Eliminate the Non-essential Health Care Positions

By Eric Postal, MD | May 25, 2012

I’m a longtime fan of the comic strip Dilbert. For those unfamiliar, most of the strip’s humor centers on the idiosyncrasies, and sometimes outright idiocies, of life in a corporate office. The tragic irony is that much of it is based on actual tales from real-life offices, and most of the remainder isn’t all that farfetched.

In a more serious portion of one of his Dilbert-based books, the strip’s author offers some of his own remedies for such inefficient, annoying, or downright self-destructive practices of suboptimal workplaces. One seems to scream out for application in the health care field, particularly as we seem to be caught in a positive feedback loop of redundancy which actually reduces overall productivity relative to cost.

(MORE: Don't Watch This Space)

The principle is simple enough: Keep a lookout for processes twice or more removed from your core mission, and especially for employment positions which exist solely to attend to these processes.

As an example, consider a pizzeria. The guy making the pizzas is at the heart of the mission. Getting the ingredients and delivering the pies are each one step removed from the actual making of the pizzas, but still very relevant. Someone who conducts focus-groups and travels the country to analyze trends in pizza-making and customer preferences, on the other hand, is at least one more step removed. If that’s all he does, it might be worth reassessing his role in the business. At the very least, a chunk of his time might be allocated to tasks a little more directly related to the bottom line.

Health care seems to have a lot of tasks and positions that are twice or more removed from the central mission. Another field, education, also has this dubious distinction. It’s not entirely coincidental that these two sectors are heavily regulated, if not outright controlled, by multiple levels of government, elected and otherwise — especially since government is probably the best (or worst, depending on your perspective) example of twice-plus-removed tasks, personnel, departments, agencies, etc.

Also not so coincidentally, these fields always seem to be having trouble making ends meet. Once you embrace the approach of spending X amount in the name of efficiency, oversight, and support in order to reduce costs by a fraction of X, it’s pretty easy for budgets to balloon out of control.

Material provided:
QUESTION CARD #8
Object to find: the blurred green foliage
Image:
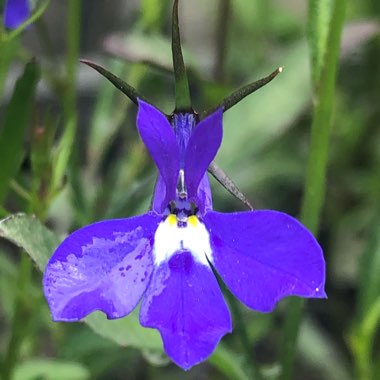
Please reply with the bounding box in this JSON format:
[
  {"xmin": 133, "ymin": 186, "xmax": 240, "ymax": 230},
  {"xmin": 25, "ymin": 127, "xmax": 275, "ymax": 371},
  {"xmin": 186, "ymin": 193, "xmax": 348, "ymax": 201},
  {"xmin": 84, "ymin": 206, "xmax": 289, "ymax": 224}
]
[{"xmin": 0, "ymin": 0, "xmax": 380, "ymax": 380}]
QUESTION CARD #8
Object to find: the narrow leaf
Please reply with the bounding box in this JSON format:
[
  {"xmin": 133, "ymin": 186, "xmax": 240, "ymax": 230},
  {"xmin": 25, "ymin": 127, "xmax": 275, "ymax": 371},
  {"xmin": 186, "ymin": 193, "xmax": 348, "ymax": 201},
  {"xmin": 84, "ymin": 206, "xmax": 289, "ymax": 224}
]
[
  {"xmin": 0, "ymin": 214, "xmax": 61, "ymax": 271},
  {"xmin": 0, "ymin": 61, "xmax": 40, "ymax": 204},
  {"xmin": 12, "ymin": 359, "xmax": 90, "ymax": 380}
]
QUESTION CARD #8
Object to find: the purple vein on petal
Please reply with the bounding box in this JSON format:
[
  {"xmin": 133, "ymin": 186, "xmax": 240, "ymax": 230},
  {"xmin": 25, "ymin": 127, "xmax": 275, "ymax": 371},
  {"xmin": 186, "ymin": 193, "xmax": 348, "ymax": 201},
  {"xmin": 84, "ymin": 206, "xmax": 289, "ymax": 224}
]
[
  {"xmin": 43, "ymin": 213, "xmax": 161, "ymax": 321},
  {"xmin": 140, "ymin": 251, "xmax": 232, "ymax": 370}
]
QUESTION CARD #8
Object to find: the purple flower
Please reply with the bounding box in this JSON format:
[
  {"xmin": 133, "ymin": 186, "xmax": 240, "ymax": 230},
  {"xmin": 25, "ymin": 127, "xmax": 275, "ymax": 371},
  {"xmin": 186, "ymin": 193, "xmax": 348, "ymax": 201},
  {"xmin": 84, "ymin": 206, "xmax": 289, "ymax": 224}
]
[
  {"xmin": 43, "ymin": 100, "xmax": 326, "ymax": 369},
  {"xmin": 4, "ymin": 0, "xmax": 30, "ymax": 29}
]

Work task 1: In the essay on non-essential health care positions, who is at the heart of the pizzeria's mission?
Work task 2: Pick up the essay on non-essential health care positions where it stops, carrying its argument forward.

Written answer 1: The guy making the pizzas.

Written answer 2:
There’s not much a field like healthcare can do to reduce its dependency on twice-or-more-removed processes and personnel, once it’s squarely under the thumb of heavy regulation by outside entities. If the government has seen fit to institute such a massive body of rules that it takes an on-staff OSHA team working 24-7-365 to make sure no citations are issued during the next site visit, a hospital pretty much has to bite the bullet and find a way to fit that team into its budget.

If you know you aren’t going to reliably get paid for the work you’ve done (or even avoid investigation for fraud) without having a full-time coder on board, you’re going to have to write that into your cost of doing business as well. At this stage of the game, simplification of our system pretty much has to come from the outsiders who complicated it in the first place.

One would hope that, with all of the “experts” supposedly consulted during the assembly of the health care reform omnibus that was rushed through Capitol Hill, somebody would have seen that serious bending of the cost curve could be accomplished by targeting some of these less mission-essential elements of our overburdened health care system. Perhaps someone did — unfortunately, such hypothetical individuals didn’t have much of an effect. The reams of pages within the law now being reassessed by the Supreme Court seem to be heading in the completely opposite direction.